Me llevan en cama al quirófano. Al salir, veo a mi madre, mi hermana y mi marido. Me asusto mucho cuando veo la cara que se le pone al verme. Tengo que estar realmente mal para que se pasme de esa forma. Me da un beso. Me voy.

No siento nada, sólo miedo. Tiemblo. Tiemblo muchísimo. Tanto, que es necesario amarrarme el pecho a la camilla. Ana se ha puesto de verde y me acompaña. La gente del quirófano es muy amable. “¿Tienes frío?”. “No”, pienso. Estoy acojonada. Me atan las manos y me cubren con los paños de campo. Las ginecólogas hablan entre ellas de las vacaciones, o de una excursión. El anestesista dice que pueden empezar y casi me da un infarto: ¡Alto! Yo siento que me está tocando. Durante una milésima de segundo creo que voy a notar el bisturí y me moriré del shock. Pero no es así. Nadie se molestó en explicarme que la anestesia hace que notes los tirones y el movimiento, pero no puedes moverte ni sentir dolor. Fue muy desagradable. Ahí ya fui totalmente una muñeca de trapo, destrozada. “Cuánto líquido”, decían, “tiene dos vueltas, está gordita, puf, esto no salía ni queriendo”. Oigo a mi hija llorar. No la veo. Se la llevan con el pediatra. Oigo el aspirador y el llanto cesa. Ha hecho un reflejo vagal; estimula, dicen. Yo lo oigo como lejos. Tarda una eternidad en recuperar el llanto. Parecen horas. Ana me dijo que fueron solo unos segundos, pero a mí me pareció un tiempo larguísimo. Son las 3:23 cuando mi hija nació. Menos de seis horas después de entrar por la puerta del hospital.

[Consigna]: Indique si cada una de las afirmaciones siguientes concuerda con el relato del quirófano anterior y respalde cada respuesta con las palabras exactas del texto: (a) la hija nació a las 3:23; (b) alguien del personal explicó a quien narra los efectos de la anestesia; (c) Ana acompañó a quien narra en el quirófano.

[Material proporcionado]:
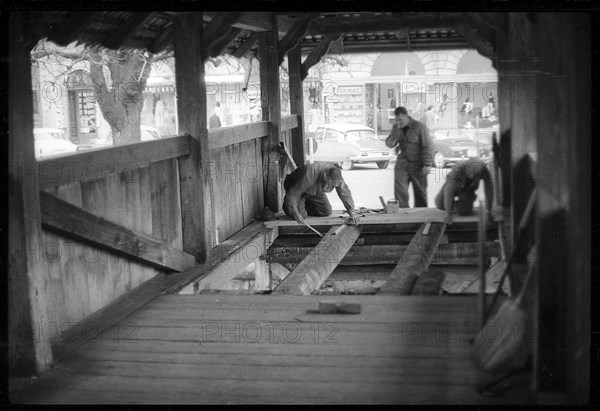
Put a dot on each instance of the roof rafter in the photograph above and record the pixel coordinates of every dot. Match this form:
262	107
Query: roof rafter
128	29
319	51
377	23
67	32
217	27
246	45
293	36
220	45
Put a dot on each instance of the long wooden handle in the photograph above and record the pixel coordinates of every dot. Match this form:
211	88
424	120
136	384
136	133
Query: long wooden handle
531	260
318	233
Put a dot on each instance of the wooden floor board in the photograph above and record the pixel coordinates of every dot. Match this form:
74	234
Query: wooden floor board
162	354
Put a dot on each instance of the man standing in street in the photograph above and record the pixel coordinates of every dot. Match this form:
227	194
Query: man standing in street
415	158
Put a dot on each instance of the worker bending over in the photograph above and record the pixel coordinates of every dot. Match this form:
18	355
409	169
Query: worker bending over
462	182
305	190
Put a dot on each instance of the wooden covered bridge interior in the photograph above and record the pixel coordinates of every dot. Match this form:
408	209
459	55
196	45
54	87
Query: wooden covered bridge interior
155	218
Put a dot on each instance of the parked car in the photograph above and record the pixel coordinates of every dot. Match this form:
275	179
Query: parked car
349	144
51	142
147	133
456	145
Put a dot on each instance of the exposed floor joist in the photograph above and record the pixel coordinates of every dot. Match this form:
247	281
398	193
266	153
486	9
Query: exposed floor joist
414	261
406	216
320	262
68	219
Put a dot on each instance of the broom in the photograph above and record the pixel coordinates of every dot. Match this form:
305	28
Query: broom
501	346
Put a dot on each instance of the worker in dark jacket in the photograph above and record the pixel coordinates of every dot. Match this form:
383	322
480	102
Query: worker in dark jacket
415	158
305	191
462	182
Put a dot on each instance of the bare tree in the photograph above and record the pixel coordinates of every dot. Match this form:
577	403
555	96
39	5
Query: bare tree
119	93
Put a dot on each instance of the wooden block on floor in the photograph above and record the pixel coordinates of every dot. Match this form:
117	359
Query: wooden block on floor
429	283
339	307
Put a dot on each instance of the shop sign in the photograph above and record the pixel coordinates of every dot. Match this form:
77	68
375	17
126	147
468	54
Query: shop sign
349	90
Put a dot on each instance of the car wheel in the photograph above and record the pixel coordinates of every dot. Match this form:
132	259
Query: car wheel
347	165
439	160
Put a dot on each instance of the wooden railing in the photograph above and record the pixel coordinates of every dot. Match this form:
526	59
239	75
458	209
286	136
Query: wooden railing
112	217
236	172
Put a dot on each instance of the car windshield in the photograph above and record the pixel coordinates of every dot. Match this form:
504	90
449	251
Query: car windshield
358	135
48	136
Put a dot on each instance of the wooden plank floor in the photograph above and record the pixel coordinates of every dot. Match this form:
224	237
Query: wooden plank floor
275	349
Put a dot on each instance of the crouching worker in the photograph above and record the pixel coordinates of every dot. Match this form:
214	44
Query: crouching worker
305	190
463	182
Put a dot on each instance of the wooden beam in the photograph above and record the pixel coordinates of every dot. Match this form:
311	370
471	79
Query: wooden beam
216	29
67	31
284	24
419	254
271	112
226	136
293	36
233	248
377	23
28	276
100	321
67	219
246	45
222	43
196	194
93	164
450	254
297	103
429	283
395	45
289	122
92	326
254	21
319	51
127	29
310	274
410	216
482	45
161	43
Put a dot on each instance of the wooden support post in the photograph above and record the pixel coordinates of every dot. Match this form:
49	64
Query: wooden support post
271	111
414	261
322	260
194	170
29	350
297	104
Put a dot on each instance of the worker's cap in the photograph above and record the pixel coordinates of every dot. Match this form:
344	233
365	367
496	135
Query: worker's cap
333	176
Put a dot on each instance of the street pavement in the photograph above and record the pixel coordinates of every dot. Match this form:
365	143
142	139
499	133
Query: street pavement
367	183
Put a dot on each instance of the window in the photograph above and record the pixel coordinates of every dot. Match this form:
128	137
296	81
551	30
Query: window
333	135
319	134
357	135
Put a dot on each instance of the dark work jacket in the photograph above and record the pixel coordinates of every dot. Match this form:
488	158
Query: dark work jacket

[Respuesta escrita]:
(a) Sí: «Son las 3:23 cuando mi hija nació».
(b) No: «Nadie se molestó en explicarme que la anestesia hace que notes los tirones y el movimiento, pero no puedes moverte ni sentir dolor».
(c) Sí: «Ana se ha puesto de verde y me acompaña».